**Data for this exercise**
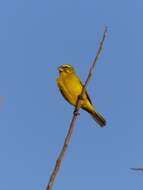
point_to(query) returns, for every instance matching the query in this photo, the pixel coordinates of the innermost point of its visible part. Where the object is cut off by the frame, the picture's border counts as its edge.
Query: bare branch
(137, 169)
(75, 115)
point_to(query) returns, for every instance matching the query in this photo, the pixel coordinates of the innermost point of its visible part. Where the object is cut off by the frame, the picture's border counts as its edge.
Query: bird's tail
(97, 117)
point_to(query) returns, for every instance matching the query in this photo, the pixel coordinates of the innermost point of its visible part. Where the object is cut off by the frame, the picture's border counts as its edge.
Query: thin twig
(137, 169)
(75, 115)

**Work to be completed**
All of the material above must be given again verbatim, except for the pictures.

**Solution to the exercise**
point_to(query) returns, for every instance matching the query in this photo, the pixel coordinates of the innermost point of its visible part. Where the object is cut off by the frame, the picture's border counts as its edge.
Query: bare branch
(137, 169)
(75, 115)
point_to(query) returns, for every instance matching the query in this photo, the pixel coordinates of the innermost point of its visible part. Where the object is cut off by the frame, the picture's border counts as its edge.
Query: bird's tail
(97, 117)
point_to(query) returns, for every instance matching the query in this photo, the pixel coordinates of the innermost point of its visible part. Where the object is cut off by the frame, the picture's border counts as its edge.
Query: thin twig
(137, 169)
(75, 115)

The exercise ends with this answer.